-- start --
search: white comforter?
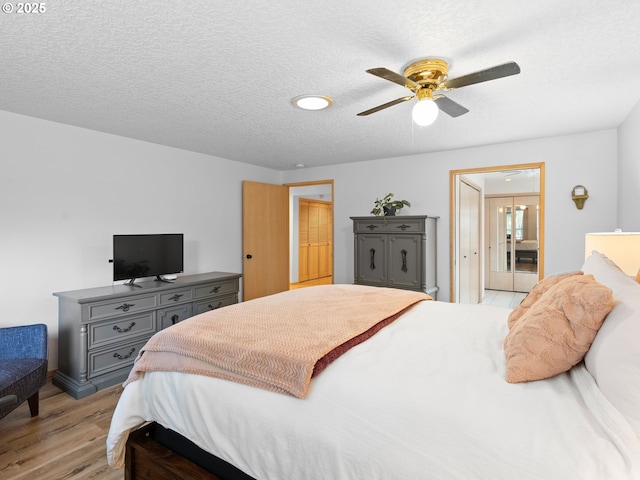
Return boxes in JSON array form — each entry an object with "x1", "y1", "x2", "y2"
[{"x1": 107, "y1": 302, "x2": 640, "y2": 480}]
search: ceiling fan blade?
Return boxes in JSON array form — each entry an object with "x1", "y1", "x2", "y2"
[
  {"x1": 367, "y1": 68, "x2": 420, "y2": 92},
  {"x1": 442, "y1": 62, "x2": 520, "y2": 89},
  {"x1": 358, "y1": 95, "x2": 413, "y2": 117},
  {"x1": 433, "y1": 95, "x2": 469, "y2": 117}
]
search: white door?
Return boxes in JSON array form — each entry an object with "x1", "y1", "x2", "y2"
[{"x1": 458, "y1": 179, "x2": 482, "y2": 303}]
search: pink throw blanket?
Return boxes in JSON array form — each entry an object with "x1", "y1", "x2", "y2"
[{"x1": 124, "y1": 285, "x2": 431, "y2": 398}]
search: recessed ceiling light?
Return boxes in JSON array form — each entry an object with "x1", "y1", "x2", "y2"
[{"x1": 291, "y1": 95, "x2": 333, "y2": 110}]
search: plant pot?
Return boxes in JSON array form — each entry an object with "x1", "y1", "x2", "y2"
[{"x1": 382, "y1": 207, "x2": 396, "y2": 217}]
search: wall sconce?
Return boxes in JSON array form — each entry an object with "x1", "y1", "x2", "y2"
[{"x1": 571, "y1": 185, "x2": 589, "y2": 210}]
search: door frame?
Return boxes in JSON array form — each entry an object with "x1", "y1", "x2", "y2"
[
  {"x1": 283, "y1": 179, "x2": 335, "y2": 282},
  {"x1": 449, "y1": 162, "x2": 545, "y2": 303}
]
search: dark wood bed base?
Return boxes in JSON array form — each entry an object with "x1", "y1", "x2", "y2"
[{"x1": 124, "y1": 422, "x2": 254, "y2": 480}]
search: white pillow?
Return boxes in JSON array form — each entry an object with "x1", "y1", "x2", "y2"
[
  {"x1": 582, "y1": 250, "x2": 638, "y2": 299},
  {"x1": 582, "y1": 252, "x2": 640, "y2": 437}
]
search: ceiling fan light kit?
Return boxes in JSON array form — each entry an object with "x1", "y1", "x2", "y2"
[
  {"x1": 358, "y1": 58, "x2": 520, "y2": 126},
  {"x1": 411, "y1": 98, "x2": 438, "y2": 127}
]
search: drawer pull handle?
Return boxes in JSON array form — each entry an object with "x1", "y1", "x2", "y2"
[
  {"x1": 113, "y1": 348, "x2": 136, "y2": 360},
  {"x1": 113, "y1": 322, "x2": 136, "y2": 333},
  {"x1": 116, "y1": 303, "x2": 135, "y2": 312}
]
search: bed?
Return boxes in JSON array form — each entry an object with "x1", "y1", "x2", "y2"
[{"x1": 107, "y1": 254, "x2": 640, "y2": 480}]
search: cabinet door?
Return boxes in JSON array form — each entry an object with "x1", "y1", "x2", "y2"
[
  {"x1": 388, "y1": 235, "x2": 424, "y2": 290},
  {"x1": 356, "y1": 234, "x2": 388, "y2": 286},
  {"x1": 158, "y1": 303, "x2": 191, "y2": 329}
]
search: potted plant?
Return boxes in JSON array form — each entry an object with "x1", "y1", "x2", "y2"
[{"x1": 371, "y1": 193, "x2": 411, "y2": 217}]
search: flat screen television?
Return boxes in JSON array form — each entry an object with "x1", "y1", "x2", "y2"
[{"x1": 113, "y1": 233, "x2": 184, "y2": 285}]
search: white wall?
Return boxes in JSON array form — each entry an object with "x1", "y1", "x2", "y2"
[
  {"x1": 284, "y1": 130, "x2": 617, "y2": 300},
  {"x1": 617, "y1": 98, "x2": 640, "y2": 232},
  {"x1": 0, "y1": 109, "x2": 620, "y2": 369},
  {"x1": 0, "y1": 111, "x2": 281, "y2": 369}
]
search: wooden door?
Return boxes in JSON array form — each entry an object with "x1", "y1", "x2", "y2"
[
  {"x1": 298, "y1": 199, "x2": 333, "y2": 282},
  {"x1": 242, "y1": 181, "x2": 289, "y2": 301},
  {"x1": 458, "y1": 180, "x2": 482, "y2": 303},
  {"x1": 298, "y1": 200, "x2": 309, "y2": 282}
]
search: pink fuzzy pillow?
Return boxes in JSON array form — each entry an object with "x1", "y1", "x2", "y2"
[
  {"x1": 504, "y1": 275, "x2": 613, "y2": 383},
  {"x1": 507, "y1": 271, "x2": 582, "y2": 330}
]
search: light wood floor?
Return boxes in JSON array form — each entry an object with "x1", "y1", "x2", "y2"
[
  {"x1": 0, "y1": 380, "x2": 124, "y2": 480},
  {"x1": 482, "y1": 290, "x2": 527, "y2": 308},
  {"x1": 289, "y1": 276, "x2": 333, "y2": 290}
]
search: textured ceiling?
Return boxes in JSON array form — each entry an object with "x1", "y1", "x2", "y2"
[{"x1": 0, "y1": 0, "x2": 640, "y2": 170}]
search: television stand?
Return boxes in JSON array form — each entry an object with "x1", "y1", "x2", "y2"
[
  {"x1": 156, "y1": 275, "x2": 176, "y2": 283},
  {"x1": 123, "y1": 278, "x2": 142, "y2": 288},
  {"x1": 53, "y1": 272, "x2": 242, "y2": 398}
]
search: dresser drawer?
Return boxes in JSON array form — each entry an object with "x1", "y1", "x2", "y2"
[
  {"x1": 88, "y1": 312, "x2": 156, "y2": 349},
  {"x1": 193, "y1": 294, "x2": 238, "y2": 315},
  {"x1": 158, "y1": 303, "x2": 193, "y2": 330},
  {"x1": 195, "y1": 280, "x2": 238, "y2": 299},
  {"x1": 87, "y1": 337, "x2": 150, "y2": 378},
  {"x1": 353, "y1": 217, "x2": 424, "y2": 233},
  {"x1": 160, "y1": 288, "x2": 193, "y2": 306},
  {"x1": 88, "y1": 295, "x2": 157, "y2": 320}
]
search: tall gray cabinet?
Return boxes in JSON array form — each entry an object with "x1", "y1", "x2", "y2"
[{"x1": 351, "y1": 215, "x2": 438, "y2": 299}]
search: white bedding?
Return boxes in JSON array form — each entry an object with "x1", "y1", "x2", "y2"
[{"x1": 107, "y1": 301, "x2": 640, "y2": 480}]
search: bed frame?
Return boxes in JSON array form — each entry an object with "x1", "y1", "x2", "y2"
[{"x1": 124, "y1": 422, "x2": 254, "y2": 480}]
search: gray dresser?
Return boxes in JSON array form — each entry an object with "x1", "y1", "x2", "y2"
[
  {"x1": 52, "y1": 272, "x2": 241, "y2": 398},
  {"x1": 351, "y1": 215, "x2": 438, "y2": 299}
]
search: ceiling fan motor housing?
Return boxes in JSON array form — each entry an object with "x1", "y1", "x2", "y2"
[{"x1": 404, "y1": 58, "x2": 449, "y2": 91}]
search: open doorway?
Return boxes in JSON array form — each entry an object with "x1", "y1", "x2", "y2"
[
  {"x1": 450, "y1": 163, "x2": 544, "y2": 303},
  {"x1": 287, "y1": 180, "x2": 333, "y2": 289}
]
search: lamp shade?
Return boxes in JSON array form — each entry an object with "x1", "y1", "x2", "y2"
[
  {"x1": 584, "y1": 232, "x2": 640, "y2": 276},
  {"x1": 411, "y1": 98, "x2": 438, "y2": 127}
]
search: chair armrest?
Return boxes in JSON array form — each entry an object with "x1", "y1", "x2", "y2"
[
  {"x1": 0, "y1": 323, "x2": 48, "y2": 359},
  {"x1": 0, "y1": 395, "x2": 18, "y2": 408}
]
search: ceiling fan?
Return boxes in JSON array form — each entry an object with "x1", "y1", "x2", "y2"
[{"x1": 358, "y1": 58, "x2": 520, "y2": 126}]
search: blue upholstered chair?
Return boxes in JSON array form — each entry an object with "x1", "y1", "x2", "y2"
[{"x1": 0, "y1": 324, "x2": 49, "y2": 418}]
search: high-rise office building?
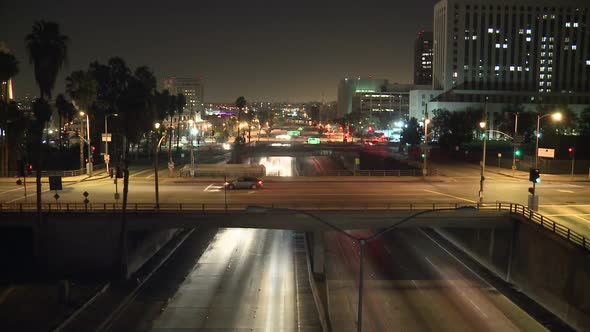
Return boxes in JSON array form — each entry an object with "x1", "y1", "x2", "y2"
[
  {"x1": 433, "y1": 0, "x2": 590, "y2": 94},
  {"x1": 414, "y1": 30, "x2": 432, "y2": 85},
  {"x1": 164, "y1": 76, "x2": 204, "y2": 113},
  {"x1": 0, "y1": 41, "x2": 14, "y2": 100}
]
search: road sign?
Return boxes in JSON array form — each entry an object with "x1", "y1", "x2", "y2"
[
  {"x1": 538, "y1": 148, "x2": 555, "y2": 158},
  {"x1": 307, "y1": 137, "x2": 320, "y2": 144}
]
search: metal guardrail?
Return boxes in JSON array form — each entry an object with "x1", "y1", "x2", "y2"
[
  {"x1": 497, "y1": 203, "x2": 590, "y2": 250},
  {"x1": 320, "y1": 169, "x2": 436, "y2": 176},
  {"x1": 8, "y1": 164, "x2": 106, "y2": 177},
  {"x1": 0, "y1": 202, "x2": 480, "y2": 213},
  {"x1": 0, "y1": 202, "x2": 590, "y2": 250}
]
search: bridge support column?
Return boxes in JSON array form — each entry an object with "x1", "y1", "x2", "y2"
[{"x1": 307, "y1": 231, "x2": 326, "y2": 278}]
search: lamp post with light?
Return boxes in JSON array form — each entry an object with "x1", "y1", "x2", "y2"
[
  {"x1": 104, "y1": 113, "x2": 119, "y2": 174},
  {"x1": 422, "y1": 114, "x2": 430, "y2": 176},
  {"x1": 535, "y1": 112, "x2": 561, "y2": 168},
  {"x1": 479, "y1": 118, "x2": 488, "y2": 204},
  {"x1": 80, "y1": 112, "x2": 93, "y2": 176},
  {"x1": 154, "y1": 122, "x2": 166, "y2": 210}
]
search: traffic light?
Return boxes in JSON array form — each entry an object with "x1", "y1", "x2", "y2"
[
  {"x1": 115, "y1": 166, "x2": 123, "y2": 179},
  {"x1": 529, "y1": 168, "x2": 541, "y2": 183}
]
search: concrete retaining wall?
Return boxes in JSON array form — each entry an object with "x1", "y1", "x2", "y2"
[
  {"x1": 0, "y1": 214, "x2": 183, "y2": 280},
  {"x1": 437, "y1": 216, "x2": 590, "y2": 331}
]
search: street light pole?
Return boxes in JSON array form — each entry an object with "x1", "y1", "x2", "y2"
[
  {"x1": 154, "y1": 123, "x2": 166, "y2": 210},
  {"x1": 104, "y1": 113, "x2": 118, "y2": 174},
  {"x1": 479, "y1": 101, "x2": 488, "y2": 204},
  {"x1": 535, "y1": 112, "x2": 561, "y2": 168},
  {"x1": 512, "y1": 112, "x2": 518, "y2": 175},
  {"x1": 80, "y1": 112, "x2": 93, "y2": 176}
]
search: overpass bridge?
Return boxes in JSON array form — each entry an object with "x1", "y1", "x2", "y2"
[{"x1": 0, "y1": 203, "x2": 511, "y2": 232}]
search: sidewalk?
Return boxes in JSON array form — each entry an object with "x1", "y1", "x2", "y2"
[{"x1": 0, "y1": 171, "x2": 109, "y2": 184}]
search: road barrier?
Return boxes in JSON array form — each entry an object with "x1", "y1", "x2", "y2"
[
  {"x1": 320, "y1": 169, "x2": 437, "y2": 176},
  {"x1": 0, "y1": 202, "x2": 590, "y2": 250}
]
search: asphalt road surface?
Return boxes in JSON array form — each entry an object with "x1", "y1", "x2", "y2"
[
  {"x1": 0, "y1": 169, "x2": 590, "y2": 237},
  {"x1": 326, "y1": 229, "x2": 546, "y2": 332},
  {"x1": 110, "y1": 229, "x2": 321, "y2": 331}
]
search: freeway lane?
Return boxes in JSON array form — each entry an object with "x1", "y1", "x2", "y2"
[
  {"x1": 105, "y1": 229, "x2": 321, "y2": 331},
  {"x1": 326, "y1": 230, "x2": 545, "y2": 331}
]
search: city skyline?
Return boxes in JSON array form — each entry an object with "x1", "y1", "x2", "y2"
[{"x1": 0, "y1": 0, "x2": 436, "y2": 102}]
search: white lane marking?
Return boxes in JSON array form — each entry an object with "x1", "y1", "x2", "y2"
[
  {"x1": 129, "y1": 168, "x2": 152, "y2": 178},
  {"x1": 543, "y1": 213, "x2": 590, "y2": 217},
  {"x1": 417, "y1": 228, "x2": 496, "y2": 289},
  {"x1": 0, "y1": 187, "x2": 23, "y2": 195},
  {"x1": 422, "y1": 189, "x2": 476, "y2": 203},
  {"x1": 464, "y1": 296, "x2": 488, "y2": 318},
  {"x1": 574, "y1": 214, "x2": 590, "y2": 222}
]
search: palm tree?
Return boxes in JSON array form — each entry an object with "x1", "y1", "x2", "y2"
[
  {"x1": 55, "y1": 93, "x2": 68, "y2": 150},
  {"x1": 25, "y1": 21, "x2": 68, "y2": 99},
  {"x1": 0, "y1": 52, "x2": 18, "y2": 176},
  {"x1": 25, "y1": 21, "x2": 68, "y2": 232},
  {"x1": 66, "y1": 70, "x2": 98, "y2": 169},
  {"x1": 236, "y1": 96, "x2": 247, "y2": 137}
]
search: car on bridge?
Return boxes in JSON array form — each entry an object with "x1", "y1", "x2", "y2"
[{"x1": 225, "y1": 176, "x2": 263, "y2": 189}]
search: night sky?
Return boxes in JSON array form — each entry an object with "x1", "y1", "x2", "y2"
[{"x1": 0, "y1": 0, "x2": 436, "y2": 102}]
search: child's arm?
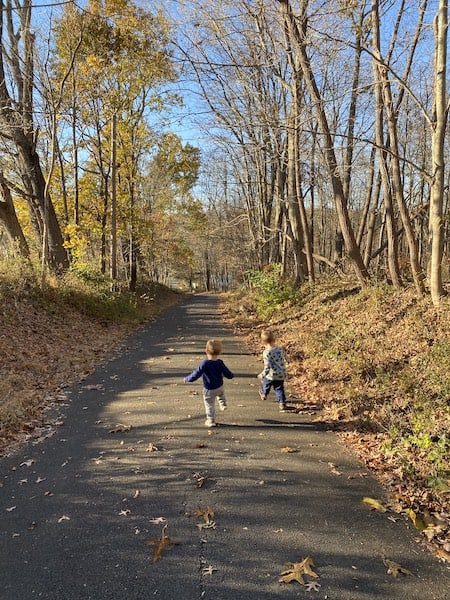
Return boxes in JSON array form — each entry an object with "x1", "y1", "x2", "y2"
[
  {"x1": 184, "y1": 363, "x2": 203, "y2": 383},
  {"x1": 222, "y1": 362, "x2": 234, "y2": 379}
]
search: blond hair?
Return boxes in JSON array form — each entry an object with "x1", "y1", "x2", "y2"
[
  {"x1": 206, "y1": 340, "x2": 222, "y2": 356},
  {"x1": 261, "y1": 329, "x2": 275, "y2": 344}
]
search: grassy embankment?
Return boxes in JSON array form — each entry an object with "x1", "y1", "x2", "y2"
[
  {"x1": 0, "y1": 261, "x2": 183, "y2": 451},
  {"x1": 226, "y1": 274, "x2": 450, "y2": 561}
]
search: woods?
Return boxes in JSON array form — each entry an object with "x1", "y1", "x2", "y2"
[{"x1": 0, "y1": 0, "x2": 449, "y2": 305}]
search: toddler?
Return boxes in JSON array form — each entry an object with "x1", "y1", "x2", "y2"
[{"x1": 184, "y1": 340, "x2": 234, "y2": 427}]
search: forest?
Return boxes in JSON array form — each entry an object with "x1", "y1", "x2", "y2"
[
  {"x1": 0, "y1": 0, "x2": 450, "y2": 560},
  {"x1": 0, "y1": 0, "x2": 449, "y2": 305}
]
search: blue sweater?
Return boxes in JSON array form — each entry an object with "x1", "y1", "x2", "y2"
[{"x1": 184, "y1": 358, "x2": 234, "y2": 390}]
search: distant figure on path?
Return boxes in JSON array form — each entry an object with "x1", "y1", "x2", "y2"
[
  {"x1": 258, "y1": 331, "x2": 287, "y2": 412},
  {"x1": 184, "y1": 340, "x2": 234, "y2": 427}
]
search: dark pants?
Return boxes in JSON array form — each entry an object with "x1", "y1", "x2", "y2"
[{"x1": 261, "y1": 377, "x2": 286, "y2": 404}]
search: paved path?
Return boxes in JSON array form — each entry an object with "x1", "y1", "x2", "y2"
[{"x1": 0, "y1": 296, "x2": 450, "y2": 600}]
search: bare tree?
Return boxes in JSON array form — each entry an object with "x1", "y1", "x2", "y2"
[
  {"x1": 0, "y1": 0, "x2": 69, "y2": 271},
  {"x1": 430, "y1": 0, "x2": 448, "y2": 306}
]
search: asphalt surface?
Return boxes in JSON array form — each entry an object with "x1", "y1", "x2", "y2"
[{"x1": 0, "y1": 295, "x2": 450, "y2": 600}]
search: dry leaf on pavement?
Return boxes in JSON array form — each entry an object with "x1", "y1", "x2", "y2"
[
  {"x1": 363, "y1": 496, "x2": 387, "y2": 512},
  {"x1": 383, "y1": 558, "x2": 414, "y2": 577},
  {"x1": 145, "y1": 525, "x2": 178, "y2": 563},
  {"x1": 278, "y1": 556, "x2": 319, "y2": 585}
]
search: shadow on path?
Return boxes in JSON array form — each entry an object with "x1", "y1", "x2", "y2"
[{"x1": 0, "y1": 296, "x2": 450, "y2": 600}]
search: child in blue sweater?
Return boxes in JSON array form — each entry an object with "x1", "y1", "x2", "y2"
[{"x1": 184, "y1": 340, "x2": 234, "y2": 427}]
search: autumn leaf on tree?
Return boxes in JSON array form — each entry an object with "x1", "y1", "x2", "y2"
[
  {"x1": 306, "y1": 581, "x2": 320, "y2": 592},
  {"x1": 145, "y1": 524, "x2": 178, "y2": 563},
  {"x1": 278, "y1": 556, "x2": 319, "y2": 585},
  {"x1": 383, "y1": 558, "x2": 414, "y2": 577}
]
-- end --
WHAT TO PRODUCE: Rewrite the items from the line containing "search: autumn leaf on tree?" through the end of the items, replacing "autumn leaf" with "maple leaf" and leaving everything else unchanged.

RESULT:
search: maple leaf on tree?
Return boxes in JSON array form — each entry an object with "x1", "y1", "x2", "y2"
[
  {"x1": 306, "y1": 581, "x2": 320, "y2": 592},
  {"x1": 145, "y1": 524, "x2": 178, "y2": 563},
  {"x1": 278, "y1": 556, "x2": 319, "y2": 585},
  {"x1": 383, "y1": 558, "x2": 414, "y2": 577}
]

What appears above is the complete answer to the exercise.